Extract the entries in their exact form.

Lines of data:
──────────

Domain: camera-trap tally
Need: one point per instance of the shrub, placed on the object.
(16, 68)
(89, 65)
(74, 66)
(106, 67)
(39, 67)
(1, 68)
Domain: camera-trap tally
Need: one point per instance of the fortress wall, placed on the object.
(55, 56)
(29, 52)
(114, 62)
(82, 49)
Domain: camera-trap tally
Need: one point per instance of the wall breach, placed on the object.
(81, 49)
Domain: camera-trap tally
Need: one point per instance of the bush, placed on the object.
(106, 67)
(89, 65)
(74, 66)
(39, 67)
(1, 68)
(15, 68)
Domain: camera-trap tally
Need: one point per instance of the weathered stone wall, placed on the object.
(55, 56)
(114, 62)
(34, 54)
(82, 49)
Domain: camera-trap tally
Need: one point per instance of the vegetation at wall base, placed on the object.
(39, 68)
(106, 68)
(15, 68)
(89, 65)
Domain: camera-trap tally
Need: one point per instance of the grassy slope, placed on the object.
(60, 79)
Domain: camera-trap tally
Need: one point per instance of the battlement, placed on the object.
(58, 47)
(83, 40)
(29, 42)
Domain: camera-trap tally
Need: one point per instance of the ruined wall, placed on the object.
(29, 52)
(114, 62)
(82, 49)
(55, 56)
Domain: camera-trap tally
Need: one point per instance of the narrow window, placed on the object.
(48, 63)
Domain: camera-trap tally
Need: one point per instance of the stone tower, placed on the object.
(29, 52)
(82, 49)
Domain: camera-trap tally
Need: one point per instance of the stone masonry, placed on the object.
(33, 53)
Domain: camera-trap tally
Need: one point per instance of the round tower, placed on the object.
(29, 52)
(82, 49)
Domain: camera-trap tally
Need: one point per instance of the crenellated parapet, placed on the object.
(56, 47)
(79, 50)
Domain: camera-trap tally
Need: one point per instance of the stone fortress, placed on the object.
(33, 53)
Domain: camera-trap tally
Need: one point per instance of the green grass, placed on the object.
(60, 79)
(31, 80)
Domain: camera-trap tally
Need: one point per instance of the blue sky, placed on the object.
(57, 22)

──────────

> **Problem solution**
Domain: camera-trap tally
Need: one point per instance of the shrub, placed on the object.
(16, 68)
(89, 65)
(74, 66)
(106, 67)
(39, 67)
(1, 68)
Domain: camera-trap tally
Need: one point per instance of the fortress wall, placed on the object.
(55, 56)
(29, 52)
(114, 62)
(82, 49)
Domain: camera-trap tally
Need: one point per instance of the wall breach, placed on the object.
(81, 49)
Domain: camera-trap tally
Need: one point per instance of the bush, placed on the object.
(106, 67)
(89, 65)
(74, 66)
(39, 67)
(1, 68)
(15, 68)
Domain: camera-trap tally
Need: one point per instance of the weathered stone wall, placed on the object.
(55, 56)
(114, 62)
(34, 54)
(82, 49)
Domain: camera-trap tally
Need: one point per instance of the vegetation at wall base, placed on the object.
(39, 68)
(106, 68)
(15, 68)
(89, 65)
Domain: camera-trap tally
Need: one point per instance of the grassy slope, placed on the object.
(60, 79)
Domain: camera-trap tally
Need: one point per instance of the battlement, placed on the object.
(58, 47)
(83, 40)
(29, 42)
Domain: camera-trap tally
Need: one point per instance of the ruined wall, placed on the object.
(29, 52)
(114, 62)
(82, 49)
(55, 56)
Domain: camera-trap tally
Need: one point per instance of the narrow window, placed on the object.
(48, 63)
Domain: camera-trap tally
Need: one point per instance of the stone tower, placed on the object.
(29, 52)
(82, 49)
Domain: camera-trap tally
Need: one point per instance of the stone masonry, placed on the object.
(33, 53)
Domain: camera-trap tally
Need: one point per instance of the round tower, placed on the object.
(29, 52)
(82, 49)
Domain: camera-trap tally
Need: one point per instance of the crenellated parapet, placed on the object.
(56, 47)
(79, 50)
Domain: camera-trap tally
Need: one point per instance of the stone fortress, placed on the object.
(33, 53)
Domain: camera-trap tally
Need: one point per instance of the green grass, placed on the object.
(60, 79)
(31, 80)
Domain: camera-trap tally
Need: one point per instance of the blue sky, placed on the object.
(57, 22)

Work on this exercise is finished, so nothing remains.